======== MATERIAL PROVIDED ========

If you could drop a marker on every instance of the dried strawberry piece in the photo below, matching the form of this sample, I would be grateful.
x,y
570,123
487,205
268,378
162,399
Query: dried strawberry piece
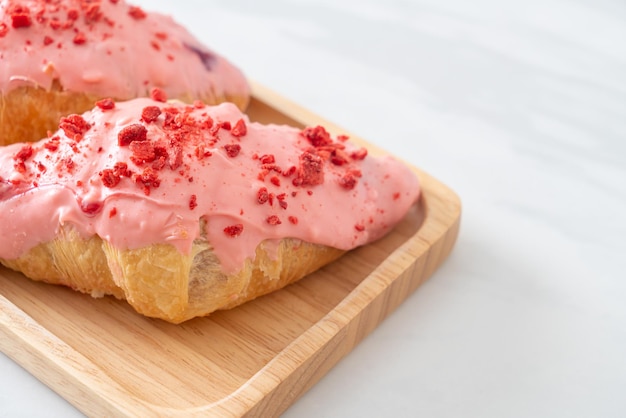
x,y
175,159
91,208
80,38
311,170
110,178
233,230
20,16
350,179
158,95
359,154
150,113
232,150
74,126
24,153
262,195
193,202
267,159
52,144
147,179
240,129
136,12
121,169
317,136
143,152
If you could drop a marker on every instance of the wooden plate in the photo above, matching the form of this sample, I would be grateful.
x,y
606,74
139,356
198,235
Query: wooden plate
x,y
254,360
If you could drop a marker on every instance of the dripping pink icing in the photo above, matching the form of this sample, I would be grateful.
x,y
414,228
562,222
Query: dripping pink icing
x,y
250,182
107,48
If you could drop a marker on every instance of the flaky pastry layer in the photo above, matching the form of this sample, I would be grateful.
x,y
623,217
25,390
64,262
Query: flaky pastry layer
x,y
28,113
160,282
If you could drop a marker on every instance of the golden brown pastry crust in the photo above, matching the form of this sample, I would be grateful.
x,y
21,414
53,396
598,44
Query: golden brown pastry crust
x,y
160,282
27,113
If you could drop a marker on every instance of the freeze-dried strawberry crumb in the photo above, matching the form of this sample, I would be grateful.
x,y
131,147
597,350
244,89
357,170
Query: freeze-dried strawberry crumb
x,y
79,38
193,202
25,152
359,154
110,178
311,170
147,179
136,12
240,129
262,195
317,136
121,169
233,230
106,104
290,171
158,95
74,126
131,133
143,152
91,208
150,113
267,159
349,180
20,16
52,144
232,150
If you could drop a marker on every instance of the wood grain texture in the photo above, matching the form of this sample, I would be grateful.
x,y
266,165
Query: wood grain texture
x,y
254,360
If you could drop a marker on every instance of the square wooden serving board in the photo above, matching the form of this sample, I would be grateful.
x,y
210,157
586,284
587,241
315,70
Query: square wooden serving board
x,y
254,360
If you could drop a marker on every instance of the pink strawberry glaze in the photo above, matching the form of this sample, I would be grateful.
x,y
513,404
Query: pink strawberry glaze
x,y
44,193
122,56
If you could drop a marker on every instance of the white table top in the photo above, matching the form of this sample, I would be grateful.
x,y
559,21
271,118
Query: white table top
x,y
518,106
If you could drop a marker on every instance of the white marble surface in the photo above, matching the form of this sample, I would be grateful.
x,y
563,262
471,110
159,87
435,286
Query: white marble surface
x,y
518,106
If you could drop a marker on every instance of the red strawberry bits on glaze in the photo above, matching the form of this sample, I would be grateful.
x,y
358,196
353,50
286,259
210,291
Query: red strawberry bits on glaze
x,y
131,133
233,230
150,113
74,126
266,181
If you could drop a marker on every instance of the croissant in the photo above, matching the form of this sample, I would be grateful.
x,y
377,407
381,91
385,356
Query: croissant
x,y
59,57
183,210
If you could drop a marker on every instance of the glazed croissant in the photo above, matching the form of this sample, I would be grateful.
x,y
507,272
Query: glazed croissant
x,y
59,57
186,209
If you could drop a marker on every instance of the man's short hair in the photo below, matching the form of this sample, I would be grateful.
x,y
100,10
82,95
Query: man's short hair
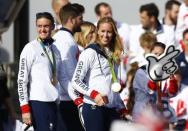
x,y
170,3
70,10
98,6
46,15
151,9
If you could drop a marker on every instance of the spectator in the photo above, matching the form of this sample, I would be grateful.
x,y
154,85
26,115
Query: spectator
x,y
86,36
182,59
171,13
71,16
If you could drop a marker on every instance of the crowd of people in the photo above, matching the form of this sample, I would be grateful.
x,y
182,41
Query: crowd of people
x,y
93,73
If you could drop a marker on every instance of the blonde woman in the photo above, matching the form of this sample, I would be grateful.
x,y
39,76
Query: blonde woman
x,y
95,77
86,36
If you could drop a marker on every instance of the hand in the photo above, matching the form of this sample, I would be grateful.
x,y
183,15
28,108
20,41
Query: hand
x,y
159,105
26,117
99,100
162,68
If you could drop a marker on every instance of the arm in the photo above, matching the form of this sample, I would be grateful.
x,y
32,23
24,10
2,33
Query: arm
x,y
25,64
85,63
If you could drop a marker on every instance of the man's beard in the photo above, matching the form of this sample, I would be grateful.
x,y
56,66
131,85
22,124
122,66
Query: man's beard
x,y
77,29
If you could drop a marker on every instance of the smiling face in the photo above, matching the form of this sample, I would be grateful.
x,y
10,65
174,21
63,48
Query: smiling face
x,y
157,51
44,28
105,34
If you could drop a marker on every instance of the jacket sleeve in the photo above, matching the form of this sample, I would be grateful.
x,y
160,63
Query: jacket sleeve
x,y
85,61
25,63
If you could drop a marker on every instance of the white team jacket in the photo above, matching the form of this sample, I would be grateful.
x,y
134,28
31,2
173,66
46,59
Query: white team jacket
x,y
93,73
68,48
35,70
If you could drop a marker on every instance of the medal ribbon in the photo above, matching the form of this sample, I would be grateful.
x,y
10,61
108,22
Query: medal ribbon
x,y
53,64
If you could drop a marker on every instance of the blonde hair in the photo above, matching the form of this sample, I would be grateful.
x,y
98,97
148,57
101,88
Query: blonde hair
x,y
116,45
86,29
147,40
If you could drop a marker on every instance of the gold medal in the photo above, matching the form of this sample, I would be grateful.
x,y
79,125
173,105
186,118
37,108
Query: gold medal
x,y
54,80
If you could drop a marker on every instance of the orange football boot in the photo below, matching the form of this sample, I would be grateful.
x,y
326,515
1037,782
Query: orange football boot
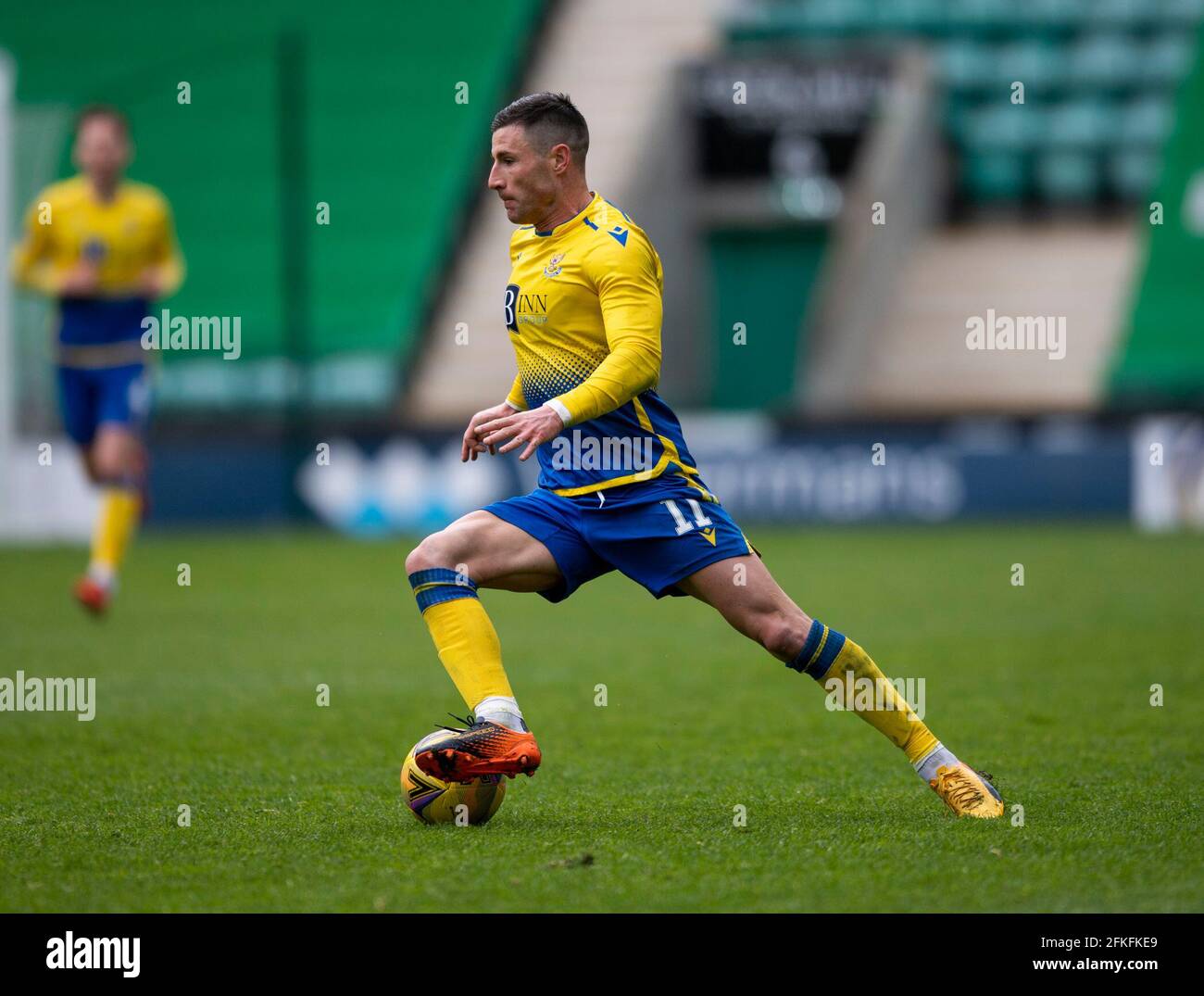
x,y
483,748
92,595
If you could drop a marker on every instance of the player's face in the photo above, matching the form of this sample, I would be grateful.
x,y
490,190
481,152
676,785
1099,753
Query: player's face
x,y
522,179
101,148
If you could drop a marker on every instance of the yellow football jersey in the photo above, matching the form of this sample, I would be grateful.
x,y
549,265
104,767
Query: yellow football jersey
x,y
123,237
583,309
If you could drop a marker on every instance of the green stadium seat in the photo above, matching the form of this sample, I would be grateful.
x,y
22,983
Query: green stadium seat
x,y
966,64
1145,120
995,176
1007,125
1133,172
1067,176
1167,58
1034,61
1086,123
1104,61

========

THE TASK =>
Transcribe every record above exactly as written, leaving out any pictures.

ANSWER TO THE EXERCISE =>
If you could drop a marker on every instance of the dried strawberry piece in the photo below, matching the form of this sample, I would be grateful.
x,y
570,123
487,205
268,378
162,399
Query: dried strawberry piece
x,y
175,159
91,208
80,38
311,170
110,178
233,230
20,16
350,179
158,95
359,154
150,113
232,150
74,126
24,153
262,195
193,202
267,159
52,144
147,179
240,129
136,12
121,169
317,136
143,152
If you could drop a marker on every instance of the wooden plate in the photo above, matching the form of this sample, I would be grateful.
x,y
606,74
139,356
198,235
Query: wooden plate
x,y
254,360
If you could drop a marker on every instance of the dripping pink icing in the photo above, matching the form of this sample, I would be grateful.
x,y
414,228
562,222
Query: dripping pink icing
x,y
250,182
107,48
If you could drop a marker on every instance of the flaky pastry layer in the photo above, matching the form of this sample, I would be grateful.
x,y
623,217
25,390
64,262
Query: flaky pastry layer
x,y
28,113
160,282
If you could drop a marker on every instance of the golden brown pastry crust in the photo above, matching the form of this sample, I would be grateful.
x,y
21,414
53,396
598,44
Query: golden brown pastry crust
x,y
160,282
27,113
If you could drop a marker on every instance of the freeze-dried strawberry crumb in the photo above, matching the form of this sample, I would be grateful.
x,y
131,147
597,350
244,89
357,170
Query: freeze-dried strawberry crumb
x,y
79,38
193,202
25,152
359,154
110,178
311,170
147,179
136,12
240,129
262,195
317,136
121,169
233,230
106,104
290,171
158,95
74,126
131,133
143,152
91,208
150,113
267,159
349,180
20,16
52,144
232,150
If you could drop a marker on every instance of the wood grain texture in the photo above, matching the form of this sample, I would be grateful.
x,y
266,165
Query: wood grain texture
x,y
254,360
If you could drop a marker on every instance of the square wooden serving board in the photo above, matching the form of this sample, I would be grateful.
x,y
210,157
586,284
587,241
315,70
Query: square wooden serving board
x,y
254,360
If you could drop a marker on every instance of the pink strawberry glaze in the photo above, matching the form of this sample, I would be grateful.
x,y
513,404
Query: pink strawberry glaze
x,y
44,193
122,56
If you could drop a marker on every instance of the white table top in the photo above, matching the form of this sample, I would be grateful.
x,y
559,21
271,118
Query: white table top
x,y
518,106
If you could drop a marker on every instance of the white marble surface in the photo above, matching the form of this sample, I would be grateful.
x,y
563,262
471,110
159,87
435,286
Query: white marble surface
x,y
518,106
If you could drop a marker on every instance of the red strawberry bits on glaze in the photo above, matching the form of this sample, I would be grateful.
x,y
358,196
353,50
286,259
210,291
Query: red strawberry bits on glaze
x,y
131,133
233,230
150,113
74,126
266,181
If you could drop a marker on every instance of the croissant in the photo above, matching the form of this sample, I would be grateful.
x,y
377,407
381,91
385,356
Query: croissant
x,y
59,57
183,210
If you could drop a marker on every instance of the glazed croissant in the photo above, matching the form of this sample, I would be grateful.
x,y
507,272
Query: glazed croissant
x,y
59,57
186,209
If you could drop a marker on every instance of the man's short hair in the photo below, matching the form of this sample, I would be grateful.
x,y
100,10
82,95
Query: man's short hair
x,y
170,3
70,10
98,6
46,15
151,9
If you could drop a marker on every instance of the spectator in the photo above, matching the form of this sample, I would be grateful.
x,y
154,85
26,115
Query: spectator
x,y
86,36
182,59
171,13
71,16
If you could drop a marker on every instance of the crowd of people in the photo above, matching the form of this sample, I would be grateful.
x,y
182,41
Query: crowd of people
x,y
93,73
If you could drop a marker on every instance of the blonde woman in the photo above, matching the form of this sample, I would be grateful.
x,y
39,76
Query: blonde woman
x,y
95,77
86,36
If you could drop a marker on every instance of the hand in the photo above, matching the form of this sample, I would be grateful.
x,y
183,15
28,108
20,41
Query: hand
x,y
159,105
26,117
99,100
162,68
If you could drop a marker on every instance of the arm in the photo above, matching the form of this sample, I would be grateful.
x,y
32,23
24,10
2,33
Query: arm
x,y
25,64
85,63
If you could drop a marker on every instance of the man's beard in the photo above, matching the form of this sample, I would be grateful.
x,y
56,66
131,85
22,124
122,66
Query: man's beard
x,y
77,29
If you could drop a marker on every instance of the smiling face in the photo above, matching the form of this sample, I would be grateful.
x,y
10,65
174,21
63,48
Query: smiling face
x,y
157,51
44,28
105,34
If you could drop a marker on every instance of the jacket sleeve in the photo above, matching the form of this sample, I would be grateful.
x,y
160,63
Query: jacket sleeve
x,y
85,61
25,63
If you could drop a marker on every instance of the white team jacket in the photo above, matching the form of this sample, I would be grateful.
x,y
134,28
31,2
173,66
46,59
Query: white team jacket
x,y
93,73
68,48
35,70
If you could drop a marker on every instance of the medal ribbon in the photo above, matching the form of this sample, I would be grateful.
x,y
10,61
108,22
Query: medal ribbon
x,y
53,64
If you could drop a marker on every instance of the blonde hair in the photo above, matching the form of this sample, I would be grateful.
x,y
98,97
148,57
101,88
Query: blonde hair
x,y
116,45
86,29
147,40
If you could drop a marker on every instance of the gold medal in the photo above, matching the form of this sample, I would be grateful.
x,y
79,125
173,105
186,118
37,108
Query: gold medal
x,y
54,80
If you could drop a marker on every instance of the orange football boot in the photo below, matching the form of this sample, I would be grateful.
x,y
326,515
1037,782
Query: orange football boot
x,y
483,748
92,595
If you could drop a marker on every instance of the player's face in the photo above, matching the form of this sample, I would be grateful.
x,y
490,190
481,152
676,785
1099,753
Query: player's face
x,y
522,179
101,148
If you could drop a marker on every instance of the yellow football jersey in the photo above, matching the form of this sample, I would be grateful.
x,y
549,265
104,767
Query: yellow football jersey
x,y
123,237
583,309
If you could drop a marker on every instance of the green stadium seat in the photo above, matching the form of this sample, I would be grateful.
x,y
22,983
Query: green stadium seat
x,y
966,64
1145,120
995,176
1007,125
1133,172
1067,176
1167,58
1034,61
1086,123
1104,61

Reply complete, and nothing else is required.